## [SELECTED EXTRACT]
----------------------------------------

No news is, well, no news.

I started meditating again. Also, I pulled out a book from a group years ago, affirmations for adult children of alcoholics, a kind of secular devotional with affirming statements to help heal the damage of a fucked-up childhood. In following it now, I see how much I’ve grown from the person who read the book almost 10 years ago. I also realize it’s because I’ve had several fucked-up years of adulthood to get here.

In one of the bar magazines that I do not ordinarily read because they depress me, I saw that a woman from the group I’d been in accomplished A Big Thing (it’s a small city and it was a confidential group, so that’s all I’ll say) and that made me very happy for her and a tiny bit jealous. Or maybe more than a tiny bit.


 

pH has been a pill. She’s taken to telling me “no” like a three-year-old. She is highly motivated by 1) screen time and 2) sweets, and I am a carrot, not stick, person, but that only works so often and I’m only willing to use it so often.*

During one of her tantrums, I broke down and turned into my mother. “Do you know what I did before I stayed home with you? Do you know what my job was?”

pH: “Um…a teacher?”

Me: “No. I was an attorney. I had clients that I helped and who appreciated my help. I negotiated settlements of [large amounts of money]. I had a real office! And nice clothes and nice shoes and…”

At some point during this, pH burst into tears and ran from the room and I didn’t blame her at all, because I closed the door to my fake office and burst into tears, slid into my usual shame spiral, and let kH smooth things over.

----------------------------------------

## [TASKS AND EXERCISES]
A. Summarize the blog post in two sentences.
B. Proceed with the blog post about meditating and parenting, starting after its last sentence.
The material after this point is separate from the blog post.

## [Image point grounding data]
----------------------------------------

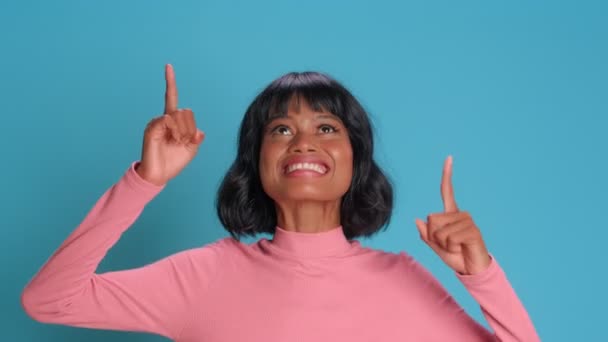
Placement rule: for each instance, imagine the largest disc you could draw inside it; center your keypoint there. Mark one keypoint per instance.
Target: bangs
(320, 92)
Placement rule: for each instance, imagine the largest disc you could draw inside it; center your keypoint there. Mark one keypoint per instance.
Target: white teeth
(306, 166)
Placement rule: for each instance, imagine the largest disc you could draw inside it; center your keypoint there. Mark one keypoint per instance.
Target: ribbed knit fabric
(295, 287)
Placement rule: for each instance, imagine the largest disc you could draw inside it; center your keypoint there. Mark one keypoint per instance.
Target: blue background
(516, 91)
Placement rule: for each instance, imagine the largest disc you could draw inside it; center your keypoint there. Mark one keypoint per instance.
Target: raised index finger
(171, 90)
(447, 190)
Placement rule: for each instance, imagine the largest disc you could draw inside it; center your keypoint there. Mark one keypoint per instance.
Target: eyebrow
(317, 116)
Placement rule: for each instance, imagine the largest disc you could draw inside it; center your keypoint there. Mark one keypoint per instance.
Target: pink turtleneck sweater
(295, 287)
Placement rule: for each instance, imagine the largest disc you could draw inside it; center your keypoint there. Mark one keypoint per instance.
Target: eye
(328, 128)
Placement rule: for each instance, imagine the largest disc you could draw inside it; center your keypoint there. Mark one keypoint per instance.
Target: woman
(304, 172)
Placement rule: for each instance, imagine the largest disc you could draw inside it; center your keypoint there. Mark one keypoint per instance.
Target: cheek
(342, 154)
(267, 164)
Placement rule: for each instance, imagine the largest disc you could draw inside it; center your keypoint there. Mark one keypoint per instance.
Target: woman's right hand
(170, 141)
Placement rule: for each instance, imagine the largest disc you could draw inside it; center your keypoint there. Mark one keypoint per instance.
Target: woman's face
(306, 156)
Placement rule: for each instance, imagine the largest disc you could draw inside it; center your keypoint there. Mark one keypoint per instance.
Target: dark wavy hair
(242, 205)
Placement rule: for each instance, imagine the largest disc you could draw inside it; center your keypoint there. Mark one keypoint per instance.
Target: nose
(303, 143)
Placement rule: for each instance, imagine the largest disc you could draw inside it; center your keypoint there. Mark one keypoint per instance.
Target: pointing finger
(171, 90)
(447, 190)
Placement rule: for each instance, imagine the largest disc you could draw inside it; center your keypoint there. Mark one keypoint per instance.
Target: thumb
(422, 229)
(198, 137)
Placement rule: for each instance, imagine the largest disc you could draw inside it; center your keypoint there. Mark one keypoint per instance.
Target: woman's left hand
(452, 234)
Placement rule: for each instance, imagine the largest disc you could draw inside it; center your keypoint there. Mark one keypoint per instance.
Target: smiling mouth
(314, 167)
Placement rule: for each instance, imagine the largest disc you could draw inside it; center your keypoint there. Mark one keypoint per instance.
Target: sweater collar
(327, 243)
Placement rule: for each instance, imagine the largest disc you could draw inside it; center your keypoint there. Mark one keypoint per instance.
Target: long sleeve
(445, 320)
(156, 298)
(499, 304)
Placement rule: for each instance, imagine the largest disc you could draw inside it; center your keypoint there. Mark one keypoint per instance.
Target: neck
(308, 216)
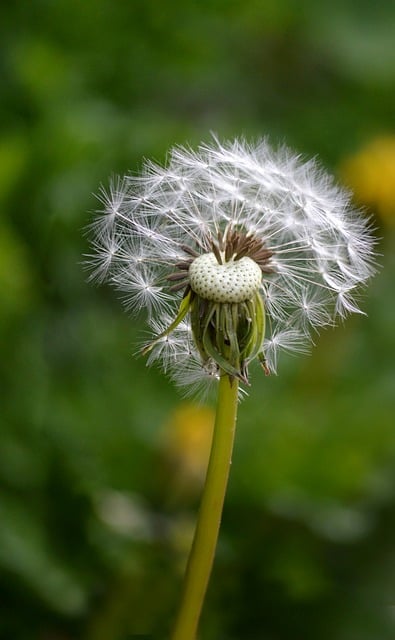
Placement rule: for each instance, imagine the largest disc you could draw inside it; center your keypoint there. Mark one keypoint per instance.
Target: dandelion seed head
(222, 238)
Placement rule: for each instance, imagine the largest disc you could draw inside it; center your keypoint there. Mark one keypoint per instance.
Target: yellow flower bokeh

----------------------------------------

## [ANSWERS TO THIS EXERCISE]
A. The writer has started meditating again and is rereading a book of affirmations for adult children of alcoholics, seeing how much they have grown since first reading it almost 10 years ago. Learning that a woman from their old group accomplished something big made the writer happy for her and somewhat jealous, and during one of pH's tantrums the writer snapped about having been an attorney, which left both of them in tears.

B.
Then I apologized. That’s something my mother never would have done. pH apologized. We hugged and it was better. I read an extra chapter of her book that night.


 

At the zoo yesterday, pH had her picture taken by Japanese tourists while we were hanging out with the penguins. (We are very fond of the Humboldt penguins.) While I do think I have a beautiful child, I’m pretty sure they wouldn’t have taken her picture if she’d taken off her hat and they’d seen the giant suction cup hickeys she put on her forehead.


 

 

Considering all that, and with several sessions with homeschool groups under my belt, I’ve decided I’ll sell the soul I don’t believe in to have a regular legal job and thus money for private school tuition. I mean, I still have the nice clothes. I still have the nice shoes. (I am very good at putting together a timeless wardrobe, thanks.) I’m still a member of the bar in good standing. I still know stuff.

I do miss making a difference in people’s lives. I miss knowing what I was doing was right. Really right! No questions, no angst! Granted, I can count on one hand the number of times clients took the time to say thank you or “I never would have made it through this without you” after the fact. There were plenty of compliments leading up to the conclusion of a case, but generally once a verdict or a settlement was reached, the phone calls were uniformly “Is the check there yet?” every hour on the hour.

Perhaps it’s just human nature: I can count on one hand (two fingers) the writers who took the time to thank me for editing their books. I suppose when someone is telling you to change or delete your little darlings or saying you are wrong on a historical event/convention–and here’s the cite–or that a character is not likable…well, it doesn’t matter how nice you are about saying it, don’t expect gratitude. Admittedly, I was not working with many authors who were accustomed to being edited, but I still hope some of them sit on a fire ant nest. Daily. (One of the two who did say thanks sent an email out of the blue: “I’m sure you get this all the time, but I really appreciate all the work you’ve put into helping me improve my writing.” All the time. Bless his heart.)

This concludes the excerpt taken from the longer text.